Lay out the lines starting with the line that contains "query | utility pole" and going on through the line that contains "[(151, 48), (336, 53)]" as a JSON list of strings, one string per line, with blank lines left out.

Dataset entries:
++++++

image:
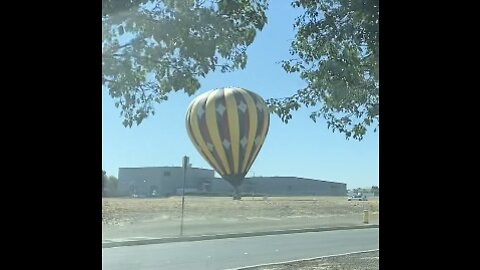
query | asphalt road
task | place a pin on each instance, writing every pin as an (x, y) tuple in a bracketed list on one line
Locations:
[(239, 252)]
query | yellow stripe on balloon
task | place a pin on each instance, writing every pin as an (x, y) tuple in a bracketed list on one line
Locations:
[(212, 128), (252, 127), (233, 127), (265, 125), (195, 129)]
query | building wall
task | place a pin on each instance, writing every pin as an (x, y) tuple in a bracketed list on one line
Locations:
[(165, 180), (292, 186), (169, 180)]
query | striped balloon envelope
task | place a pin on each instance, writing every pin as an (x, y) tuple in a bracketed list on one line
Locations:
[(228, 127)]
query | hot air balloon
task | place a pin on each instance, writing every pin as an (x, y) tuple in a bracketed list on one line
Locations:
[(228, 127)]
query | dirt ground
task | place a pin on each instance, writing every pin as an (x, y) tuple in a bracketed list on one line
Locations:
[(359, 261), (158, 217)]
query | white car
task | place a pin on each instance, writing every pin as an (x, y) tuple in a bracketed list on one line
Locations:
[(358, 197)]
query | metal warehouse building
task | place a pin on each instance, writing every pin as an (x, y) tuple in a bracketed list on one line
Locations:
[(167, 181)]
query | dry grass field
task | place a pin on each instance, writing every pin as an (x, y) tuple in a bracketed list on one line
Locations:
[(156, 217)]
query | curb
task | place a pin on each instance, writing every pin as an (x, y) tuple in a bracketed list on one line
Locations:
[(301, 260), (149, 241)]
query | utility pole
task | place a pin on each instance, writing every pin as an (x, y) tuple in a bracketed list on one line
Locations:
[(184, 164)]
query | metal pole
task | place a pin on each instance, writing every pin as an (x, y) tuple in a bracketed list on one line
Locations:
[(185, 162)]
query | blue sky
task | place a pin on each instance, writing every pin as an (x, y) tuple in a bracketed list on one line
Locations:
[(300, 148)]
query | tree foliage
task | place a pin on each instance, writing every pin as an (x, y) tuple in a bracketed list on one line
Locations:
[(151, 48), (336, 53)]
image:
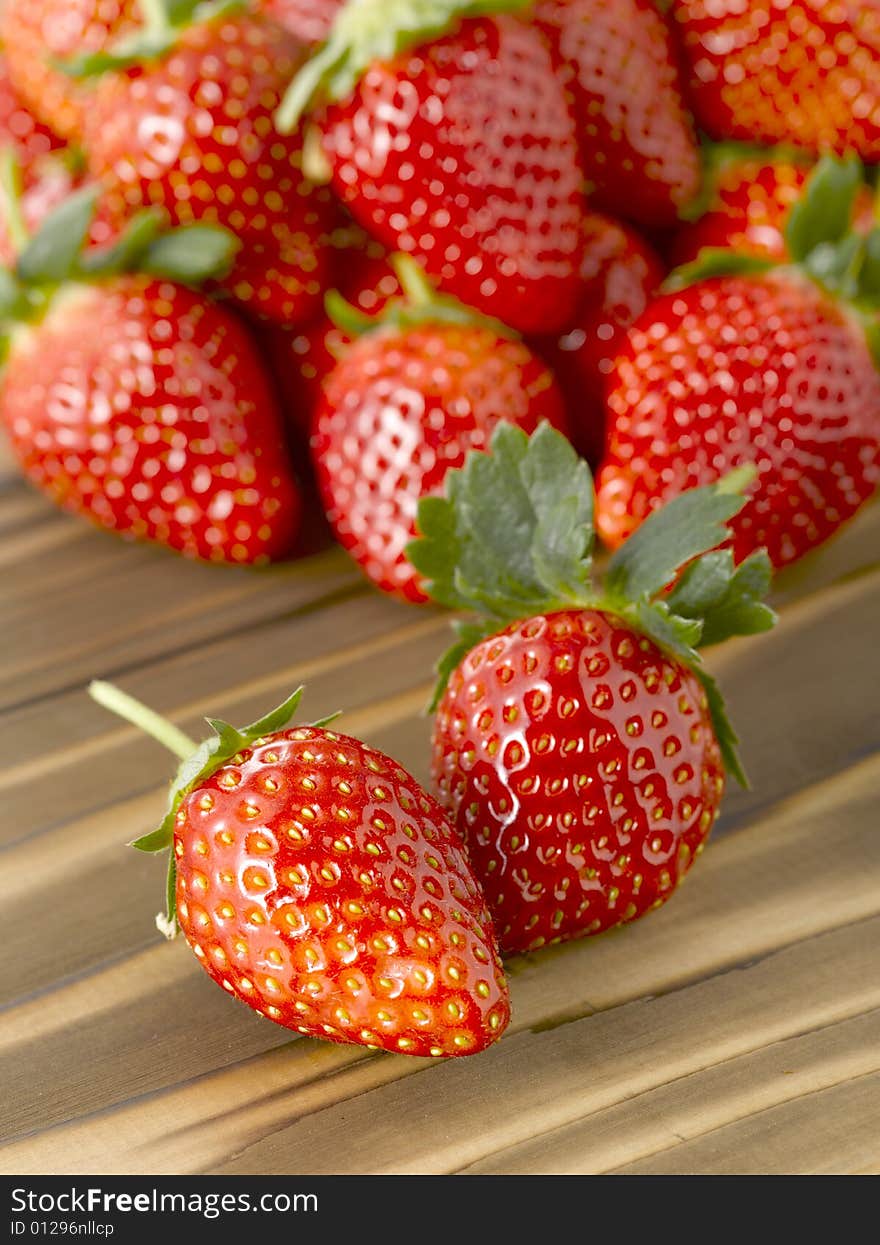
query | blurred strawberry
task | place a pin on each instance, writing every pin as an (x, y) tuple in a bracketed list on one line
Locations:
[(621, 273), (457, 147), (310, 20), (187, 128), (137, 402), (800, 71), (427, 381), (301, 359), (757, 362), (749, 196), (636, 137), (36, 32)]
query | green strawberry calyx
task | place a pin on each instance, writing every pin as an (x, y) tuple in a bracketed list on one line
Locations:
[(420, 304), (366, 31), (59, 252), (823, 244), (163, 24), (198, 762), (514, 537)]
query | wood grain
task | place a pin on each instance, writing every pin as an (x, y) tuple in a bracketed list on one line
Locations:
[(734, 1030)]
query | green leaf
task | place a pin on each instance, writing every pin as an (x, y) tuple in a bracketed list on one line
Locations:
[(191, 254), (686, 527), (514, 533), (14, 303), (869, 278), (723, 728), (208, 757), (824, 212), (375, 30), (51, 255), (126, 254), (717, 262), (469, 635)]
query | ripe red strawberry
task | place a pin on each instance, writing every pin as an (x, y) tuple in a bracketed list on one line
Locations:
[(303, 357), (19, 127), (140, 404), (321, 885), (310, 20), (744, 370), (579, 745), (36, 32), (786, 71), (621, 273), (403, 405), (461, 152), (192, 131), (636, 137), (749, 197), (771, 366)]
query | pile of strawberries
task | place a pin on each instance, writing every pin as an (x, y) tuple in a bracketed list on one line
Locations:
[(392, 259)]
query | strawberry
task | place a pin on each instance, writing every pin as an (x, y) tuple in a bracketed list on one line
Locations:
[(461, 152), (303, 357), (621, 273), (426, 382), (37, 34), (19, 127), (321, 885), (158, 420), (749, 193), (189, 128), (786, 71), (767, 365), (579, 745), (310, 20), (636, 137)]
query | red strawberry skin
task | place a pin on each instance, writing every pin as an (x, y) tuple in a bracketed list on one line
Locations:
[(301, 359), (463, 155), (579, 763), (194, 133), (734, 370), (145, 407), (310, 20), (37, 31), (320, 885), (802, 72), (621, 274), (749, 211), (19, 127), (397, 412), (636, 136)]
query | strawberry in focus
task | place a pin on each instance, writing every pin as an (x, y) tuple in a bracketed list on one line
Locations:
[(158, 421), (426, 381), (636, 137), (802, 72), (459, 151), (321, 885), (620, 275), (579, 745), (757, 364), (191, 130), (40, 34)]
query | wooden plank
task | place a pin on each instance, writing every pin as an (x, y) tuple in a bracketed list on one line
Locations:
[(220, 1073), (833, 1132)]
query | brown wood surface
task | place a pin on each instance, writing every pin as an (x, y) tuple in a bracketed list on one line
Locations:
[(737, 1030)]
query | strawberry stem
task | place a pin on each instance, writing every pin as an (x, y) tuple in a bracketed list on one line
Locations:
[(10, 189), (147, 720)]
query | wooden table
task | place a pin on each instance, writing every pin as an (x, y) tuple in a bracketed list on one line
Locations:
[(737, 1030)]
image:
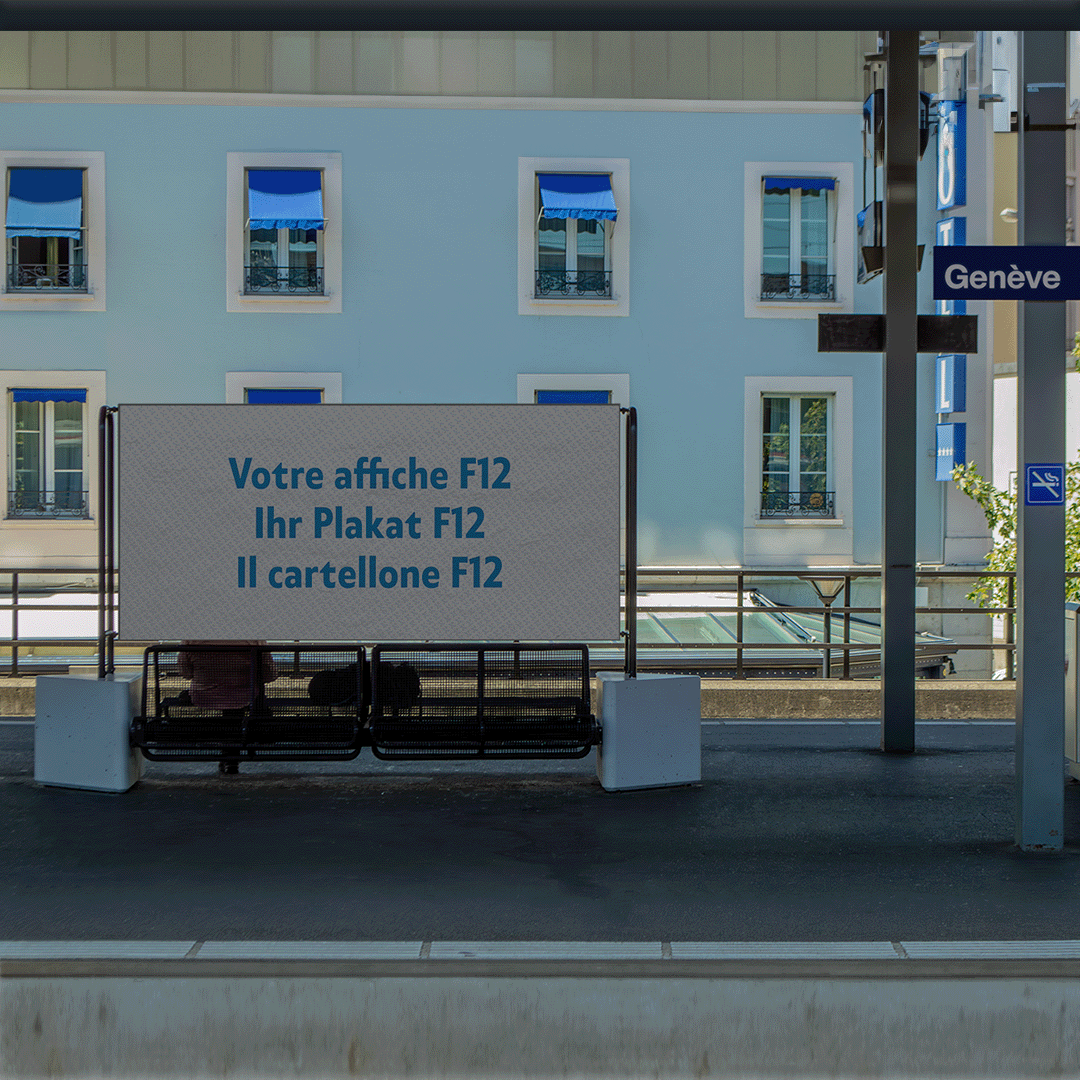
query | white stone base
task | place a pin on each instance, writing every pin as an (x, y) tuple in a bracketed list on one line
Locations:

++++++

▶ **Answer to the exercise**
[
  "query | utility pole",
  "task | place a pin on each instance, writing every pin as an (x, y) tuple in a bracketed list on one line",
  "Locations:",
  "[(184, 164)]",
  "query | metal pole",
  "task | place a pin on each instance, writing every pin as an (x, y) tuple in a bracketed list on one line",
  "Locations:",
  "[(185, 162)]",
  "query | blue sky",
  "task | place a pin on each instance, writing every pin as an (x, y) tuple in a bracketed list on one line",
  "Locations:",
  "[(300, 148)]",
  "query | tree foliage",
  "task | place a pin on each instance, writing every pin as an (x, y) tuple in a bracketed list on one line",
  "Locations:",
  "[(151, 48), (336, 53)]"
]